Records from a collection

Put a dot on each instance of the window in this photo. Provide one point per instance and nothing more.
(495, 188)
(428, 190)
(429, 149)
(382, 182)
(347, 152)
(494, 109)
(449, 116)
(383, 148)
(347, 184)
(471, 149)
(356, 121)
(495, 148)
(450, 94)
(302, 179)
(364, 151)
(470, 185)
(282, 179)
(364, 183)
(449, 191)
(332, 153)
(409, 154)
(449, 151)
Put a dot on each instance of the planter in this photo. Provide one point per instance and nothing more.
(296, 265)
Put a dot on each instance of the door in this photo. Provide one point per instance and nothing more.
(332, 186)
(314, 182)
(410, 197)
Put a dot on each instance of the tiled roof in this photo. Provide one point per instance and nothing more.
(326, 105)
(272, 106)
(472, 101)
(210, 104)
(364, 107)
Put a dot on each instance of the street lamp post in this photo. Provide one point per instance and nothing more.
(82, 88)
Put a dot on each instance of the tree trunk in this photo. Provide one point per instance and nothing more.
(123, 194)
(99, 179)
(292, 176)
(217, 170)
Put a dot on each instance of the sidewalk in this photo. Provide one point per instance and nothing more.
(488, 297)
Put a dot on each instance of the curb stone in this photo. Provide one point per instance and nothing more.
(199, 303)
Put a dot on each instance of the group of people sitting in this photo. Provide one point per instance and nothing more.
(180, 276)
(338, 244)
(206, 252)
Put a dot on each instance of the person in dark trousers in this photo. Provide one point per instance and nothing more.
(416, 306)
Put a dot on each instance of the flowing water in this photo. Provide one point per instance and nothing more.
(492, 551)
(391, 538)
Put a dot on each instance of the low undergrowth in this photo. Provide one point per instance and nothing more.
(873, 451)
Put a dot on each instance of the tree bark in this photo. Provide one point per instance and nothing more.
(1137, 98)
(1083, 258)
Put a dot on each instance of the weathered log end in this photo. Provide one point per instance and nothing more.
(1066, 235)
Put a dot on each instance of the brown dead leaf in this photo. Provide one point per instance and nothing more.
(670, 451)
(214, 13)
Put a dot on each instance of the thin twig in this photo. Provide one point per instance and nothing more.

- **WORK TO COMPLETE**: Retype the lines above, keeping every character.

- **TASK RESPONSE**:
Put a dot on each instance of the window in this photo. Provide one point per instance and nothing more.
(495, 188)
(428, 190)
(429, 149)
(382, 182)
(347, 152)
(494, 109)
(449, 116)
(383, 148)
(347, 184)
(471, 149)
(356, 121)
(495, 148)
(450, 94)
(302, 179)
(364, 151)
(470, 185)
(282, 179)
(364, 183)
(449, 191)
(332, 153)
(409, 154)
(449, 151)
Put a dot on each instance of the planter in this photo. Provide one point per instance and nothing more.
(296, 265)
Put a dot on each instance of the door in this photo. Provide one point per instance and nothing more.
(332, 186)
(314, 182)
(410, 197)
Put a dot on each instance of the tiled roof in this photo. Provide one point per instance and nothing more.
(326, 105)
(272, 106)
(472, 101)
(210, 104)
(364, 107)
Put a dot on each instance of the street lamp post in this photo. Provide one point per instance and nothing more.
(82, 88)
Put a dot on each instance of the tree trunk in this photo. Provide one point per instance and nothing more.
(123, 194)
(99, 179)
(292, 176)
(217, 170)
Put a dot on each instance of the sidewalk in this photo. Provide one point per instance and nothing more.
(488, 297)
Put a dot on each instance of the curb stone in this photo. Provide one point per instance and nothing more.
(199, 303)
Put a dot on each instance of the group of people sitting in this photo. Provide one point per instance and nothing more.
(180, 276)
(338, 244)
(206, 252)
Put a dot on each instance of the person in dark trousers in this photo. Provide one point per instance and nothing more.
(416, 306)
Put a dot on each instance of the flowing water in this photo. Provide one point per instance and nothing more.
(492, 551)
(391, 538)
Put a dot on each instance of the low undergrowth in this photo. Provide one point per instance and nothing more.
(873, 451)
Put a dot on each instance of the tree bark in this photo. Provide one point per instance and nothing more.
(1137, 98)
(1083, 258)
Put a dot on each instance of the weathered log end in this photo. Provide one point per instance and nothing more.
(1066, 235)
Put a dot on each instance of the brown dead leaf in this photo. Provide one point per instance and nothing more.
(670, 451)
(214, 13)
Put a dot on each instance of the thin twig in this photo. Provide one point per instance and nothing more.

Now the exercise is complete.